_EXERCISE OBJECTIVE_
How many lines in the rows below contain the string "then"? Reply with the number alone.

_GIVEN DATA_
'''
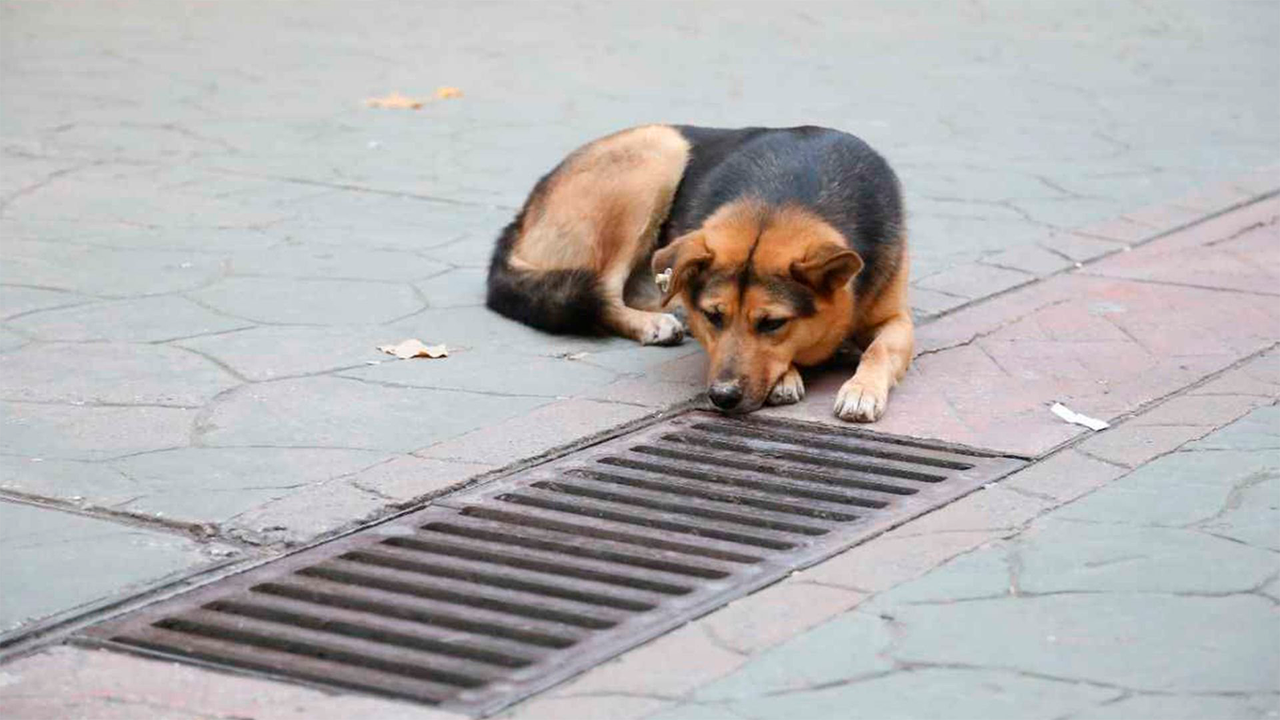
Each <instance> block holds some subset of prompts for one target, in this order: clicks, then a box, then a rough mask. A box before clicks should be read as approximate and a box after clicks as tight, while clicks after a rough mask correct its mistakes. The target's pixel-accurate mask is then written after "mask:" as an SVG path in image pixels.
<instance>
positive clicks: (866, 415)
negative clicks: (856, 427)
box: [836, 378, 888, 423]
mask: <svg viewBox="0 0 1280 720" xmlns="http://www.w3.org/2000/svg"><path fill="white" fill-rule="evenodd" d="M887 404H888V388H883V389H881V388H876V387H872V386H867V384H863V383H861V382H860V380H859V379H858V378H852V379H850V380H847V382H846V383H845V384H842V386H840V393H838V395H837V396H836V416H837V418H840V419H841V420H850V421H854V423H874V421H876V420H879V419H881V415H883V414H884V406H886V405H887Z"/></svg>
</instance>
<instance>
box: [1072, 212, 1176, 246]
mask: <svg viewBox="0 0 1280 720" xmlns="http://www.w3.org/2000/svg"><path fill="white" fill-rule="evenodd" d="M1162 231H1164V228H1160V227H1156V225H1153V224H1151V223H1147V222H1142V220H1137V219H1133V218H1115V219H1111V220H1106V222H1102V223H1097V224H1093V225H1088V227H1084V228H1076V229H1074V231H1073V232H1075V233H1076V234H1083V236H1084V237H1097V238H1101V240H1110V241H1114V242H1124V243H1129V245H1134V243H1139V242H1143V241H1146V240H1149V238H1152V237H1155V236H1157V234H1160V233H1161V232H1162Z"/></svg>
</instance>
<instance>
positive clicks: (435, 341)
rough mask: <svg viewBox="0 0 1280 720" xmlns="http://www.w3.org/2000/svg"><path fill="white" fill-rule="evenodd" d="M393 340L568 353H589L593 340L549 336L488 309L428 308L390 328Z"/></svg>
mask: <svg viewBox="0 0 1280 720" xmlns="http://www.w3.org/2000/svg"><path fill="white" fill-rule="evenodd" d="M387 329H388V331H389V333H390V336H392V337H399V338H404V337H417V338H421V340H422V342H430V343H439V342H443V343H445V345H448V346H449V347H466V348H471V350H475V348H483V347H498V348H503V350H511V348H513V347H515V348H520V350H521V351H524V352H530V351H531V350H532V351H534V352H535V354H536V352H541V351H544V350H545V348H553V347H557V346H561V345H563V346H566V350H568V351H579V350H589V348H590V347H591V345H590V341H586V343H584V341H581V340H579V338H564V337H557V336H548V334H545V333H540V332H538V331H535V329H532V328H529V327H526V325H522V324H520V323H517V322H515V320H508V319H507V318H503V316H502V315H498V314H497V313H494V311H492V310H489V309H488V307H443V309H429V310H425V311H422V313H419V314H417V315H413V316H412V318H408V319H406V320H401V322H398V323H393V324H390V325H387Z"/></svg>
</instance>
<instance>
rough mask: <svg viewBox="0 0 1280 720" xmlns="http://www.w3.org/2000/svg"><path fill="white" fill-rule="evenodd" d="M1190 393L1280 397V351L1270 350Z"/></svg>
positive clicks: (1195, 388)
mask: <svg viewBox="0 0 1280 720" xmlns="http://www.w3.org/2000/svg"><path fill="white" fill-rule="evenodd" d="M1188 395H1252V396H1257V397H1267V398H1280V352H1277V351H1274V350H1272V351H1270V352H1263V354H1262V355H1260V356H1257V357H1253V359H1251V360H1249V361H1248V363H1245V364H1243V365H1240V366H1239V368H1234V369H1231V370H1230V372H1228V373H1222V374H1221V375H1219V377H1216V378H1213V379H1211V380H1208V382H1206V383H1203V384H1199V386H1197V387H1193V388H1192V389H1189V391H1188Z"/></svg>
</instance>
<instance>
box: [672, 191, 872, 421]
mask: <svg viewBox="0 0 1280 720" xmlns="http://www.w3.org/2000/svg"><path fill="white" fill-rule="evenodd" d="M653 268H654V272H666V270H668V269H669V270H671V282H669V284H668V287H667V291H666V297H663V304H666V302H667V301H669V300H671V299H673V297H676V296H677V295H678V296H680V297H681V299H682V300H684V304H685V309H686V311H687V315H689V327H690V331H691V332H692V334H694V337H696V338H698V341H699V342H701V343H703V347H705V348H707V354H708V355H709V357H710V368H709V377H708V391H707V395H708V397H710V400H712V402H713V404H714V405H716V406H717V407H719V409H721V410H723V411H726V413H750V411H753V410H756V409H758V407H760V405H763V404H764V401H765V398H767V397H768V395H769V391H771V389H772V388H773V384H774V383H776V382H777V380H778V378H781V377H782V374H783V373H786V372H787V369H788V368H790V366H791V364H792V363H796V364H801V365H809V364H814V363H820V361H823V360H826V359H827V357H829V356H831V354H832V352H833V351H835V350H836V347H837V346H838V345H840V343H841V342H842V341H844V340H845V337H846V334H847V332H849V327H850V323H851V320H852V291H851V288H850V284H851V283H850V279H852V278H854V277H855V275H856V274H858V272H859V270H861V268H863V260H861V258H859V256H858V254H856V252H854V251H851V250H850V249H849V247H847V245H846V243H845V240H844V237H842V236H841V234H840V232H838V231H836V229H835V228H833V227H831V225H829V224H828V223H826V222H824V220H822V219H820V218H818V217H817V215H814V214H813V213H809V211H806V210H804V209H801V208H795V206H790V208H783V209H777V208H767V206H764V205H763V204H759V202H733V204H730V205H727V206H724V208H722V209H721V210H719V211H717V213H716V214H713V215H712V217H710V218H708V219H707V222H705V223H703V225H701V227H700V228H699V229H696V231H694V232H690V233H687V234H684V236H681V237H678V238H676V240H675V241H672V242H671V245H668V246H667V247H663V249H662V250H659V251H658V252H655V254H654V256H653Z"/></svg>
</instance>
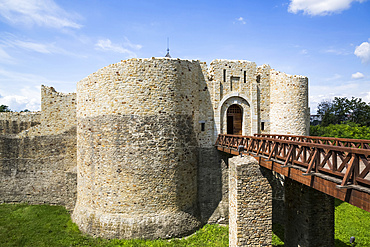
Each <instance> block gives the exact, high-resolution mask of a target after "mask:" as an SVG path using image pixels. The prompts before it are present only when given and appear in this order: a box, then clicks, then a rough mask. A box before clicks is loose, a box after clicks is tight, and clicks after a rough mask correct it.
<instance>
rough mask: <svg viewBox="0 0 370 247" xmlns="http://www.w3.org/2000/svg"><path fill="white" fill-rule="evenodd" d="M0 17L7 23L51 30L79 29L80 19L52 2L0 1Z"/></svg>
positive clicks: (78, 17) (41, 0)
mask: <svg viewBox="0 0 370 247" xmlns="http://www.w3.org/2000/svg"><path fill="white" fill-rule="evenodd" d="M0 15H1V16H2V17H3V18H4V19H5V20H6V21H7V22H9V23H12V24H22V25H26V26H32V25H38V26H45V27H51V28H81V27H82V25H80V24H78V23H76V22H75V21H74V20H73V19H78V18H80V17H79V16H77V15H76V14H71V13H69V12H67V11H65V10H64V9H62V8H61V7H59V6H58V5H57V4H56V3H55V2H54V1H53V0H0Z"/></svg>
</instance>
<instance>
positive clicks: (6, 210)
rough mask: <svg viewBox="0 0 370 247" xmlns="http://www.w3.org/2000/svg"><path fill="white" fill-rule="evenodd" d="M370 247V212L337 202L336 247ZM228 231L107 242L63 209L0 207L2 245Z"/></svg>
mask: <svg viewBox="0 0 370 247" xmlns="http://www.w3.org/2000/svg"><path fill="white" fill-rule="evenodd" d="M273 231H274V233H275V234H274V235H273V240H272V241H273V245H274V246H283V242H282V241H281V240H283V238H284V237H283V236H284V232H283V229H282V227H281V226H279V225H274V228H273ZM351 236H355V237H356V242H357V243H358V245H357V246H358V247H359V246H370V213H369V212H366V211H364V210H362V209H359V208H356V207H354V206H352V205H350V204H348V203H344V202H341V201H339V200H336V212H335V238H336V240H335V246H350V245H349V238H350V237H351ZM228 242H229V236H228V228H227V227H222V226H218V225H206V226H204V227H203V228H202V229H200V230H199V231H197V232H196V233H195V234H194V235H192V236H190V237H187V238H183V239H170V240H154V241H148V240H104V239H100V238H92V237H89V236H84V235H82V234H81V233H80V231H79V230H78V228H77V226H76V225H75V224H74V223H72V221H71V218H70V215H69V214H68V212H67V211H66V210H65V209H64V208H63V207H60V206H47V205H37V206H29V205H24V204H15V205H14V204H1V205H0V246H40V247H42V246H228Z"/></svg>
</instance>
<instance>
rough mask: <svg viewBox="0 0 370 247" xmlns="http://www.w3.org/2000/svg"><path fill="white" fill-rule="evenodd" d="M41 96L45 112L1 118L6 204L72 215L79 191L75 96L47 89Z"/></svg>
mask: <svg viewBox="0 0 370 247" xmlns="http://www.w3.org/2000/svg"><path fill="white" fill-rule="evenodd" d="M41 91H42V92H41V94H42V112H41V113H40V112H37V113H33V112H27V113H1V114H0V124H3V125H2V126H4V125H5V126H6V127H5V132H6V133H5V135H0V202H27V203H31V204H43V203H47V204H54V205H63V206H65V207H66V208H67V209H68V210H72V209H73V207H74V204H75V201H76V188H77V174H76V168H77V163H76V147H77V143H76V141H77V139H76V107H75V104H74V100H75V94H62V93H58V92H56V91H55V90H54V89H53V88H49V87H44V86H42V90H41ZM10 123H12V124H10ZM7 126H9V127H7ZM3 134H4V131H3Z"/></svg>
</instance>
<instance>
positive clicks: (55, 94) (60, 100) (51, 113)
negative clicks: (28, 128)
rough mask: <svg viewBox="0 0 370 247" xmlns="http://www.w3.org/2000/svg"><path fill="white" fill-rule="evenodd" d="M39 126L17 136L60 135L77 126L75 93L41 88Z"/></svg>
mask: <svg viewBox="0 0 370 247" xmlns="http://www.w3.org/2000/svg"><path fill="white" fill-rule="evenodd" d="M40 122H41V124H40V125H37V126H34V127H32V128H30V129H28V131H23V132H22V133H20V134H19V136H46V135H56V134H61V133H63V132H64V131H66V130H69V129H70V128H75V127H76V125H77V118H76V93H68V94H64V93H60V92H57V91H55V89H54V88H53V87H47V86H44V85H42V86H41V117H40Z"/></svg>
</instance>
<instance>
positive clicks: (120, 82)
'''
_ANSWER TO THE PROBLEM_
2